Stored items
━━━━━━━━━━━━━━━━

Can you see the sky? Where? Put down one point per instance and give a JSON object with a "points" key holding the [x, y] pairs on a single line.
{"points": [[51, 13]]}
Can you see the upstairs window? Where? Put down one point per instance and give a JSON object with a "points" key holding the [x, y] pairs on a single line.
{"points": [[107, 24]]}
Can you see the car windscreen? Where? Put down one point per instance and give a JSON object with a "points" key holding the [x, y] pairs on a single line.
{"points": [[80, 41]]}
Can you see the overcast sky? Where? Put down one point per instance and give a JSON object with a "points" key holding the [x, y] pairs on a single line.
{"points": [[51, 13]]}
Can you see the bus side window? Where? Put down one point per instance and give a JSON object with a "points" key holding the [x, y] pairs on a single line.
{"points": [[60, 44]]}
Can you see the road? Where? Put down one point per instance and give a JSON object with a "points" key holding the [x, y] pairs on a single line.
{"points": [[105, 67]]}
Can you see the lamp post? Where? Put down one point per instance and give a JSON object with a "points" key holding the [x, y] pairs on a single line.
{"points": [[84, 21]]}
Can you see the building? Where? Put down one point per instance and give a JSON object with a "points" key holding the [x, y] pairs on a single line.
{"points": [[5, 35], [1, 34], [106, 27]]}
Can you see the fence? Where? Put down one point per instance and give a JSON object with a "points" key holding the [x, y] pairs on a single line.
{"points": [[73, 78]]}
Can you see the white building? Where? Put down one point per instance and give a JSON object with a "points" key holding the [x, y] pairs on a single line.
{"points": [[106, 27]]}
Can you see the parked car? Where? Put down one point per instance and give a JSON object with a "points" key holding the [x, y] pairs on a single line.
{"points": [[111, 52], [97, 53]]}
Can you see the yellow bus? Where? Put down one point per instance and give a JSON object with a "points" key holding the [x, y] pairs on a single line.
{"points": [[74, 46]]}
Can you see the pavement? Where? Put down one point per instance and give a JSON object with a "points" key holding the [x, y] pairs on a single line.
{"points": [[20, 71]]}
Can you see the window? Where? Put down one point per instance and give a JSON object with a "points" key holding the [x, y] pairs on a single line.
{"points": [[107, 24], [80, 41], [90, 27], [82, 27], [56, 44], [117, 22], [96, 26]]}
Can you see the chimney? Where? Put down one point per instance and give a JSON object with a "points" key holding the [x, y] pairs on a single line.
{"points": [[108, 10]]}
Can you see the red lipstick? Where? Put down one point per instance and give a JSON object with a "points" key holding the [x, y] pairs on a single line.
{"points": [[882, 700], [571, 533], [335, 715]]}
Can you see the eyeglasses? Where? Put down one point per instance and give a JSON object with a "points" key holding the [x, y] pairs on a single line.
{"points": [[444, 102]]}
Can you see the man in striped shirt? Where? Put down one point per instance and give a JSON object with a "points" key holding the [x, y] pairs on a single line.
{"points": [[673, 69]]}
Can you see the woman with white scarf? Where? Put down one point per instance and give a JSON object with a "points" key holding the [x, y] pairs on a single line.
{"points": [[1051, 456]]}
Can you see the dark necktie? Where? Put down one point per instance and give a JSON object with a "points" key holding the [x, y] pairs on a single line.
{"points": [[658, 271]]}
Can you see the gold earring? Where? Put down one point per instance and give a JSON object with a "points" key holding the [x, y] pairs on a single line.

━━━━━━━━━━━━━━━━

Written problem
Rewrite the items, starting at the line that contains "Can you see the eyeglasses?" and ending with the last item. Keep every request line as it stands, but shift each x and y coordinate in the answers by adding 97.

Answer in full
Can you see the eyeglasses? Where? Put down one point per instance and give a JSON object with a "points" key holding the [x, y] pairs on a single line.
{"points": [[541, 199]]}
Can you see the man in striped shirt? Where? Put down one point per instance and give a JSON object with a "points" key holding the [x, y] pairs on a single line.
{"points": [[770, 166]]}
Can you see the woman with white scarf? Where? Put down one point per instance and give a JSON object with a "points" key holding the [x, y] pairs on a single line.
{"points": [[1148, 553]]}
Can you see the dark necktie? Where? Put down one point per instance and give a JSON object with a "points" key holding the [x, y] pairs on a single line.
{"points": [[755, 368]]}
Can you see the gold earring? Where? Put down one point per instance and give a JSON object with a "points" key holding the [x, y] pairs on a single line.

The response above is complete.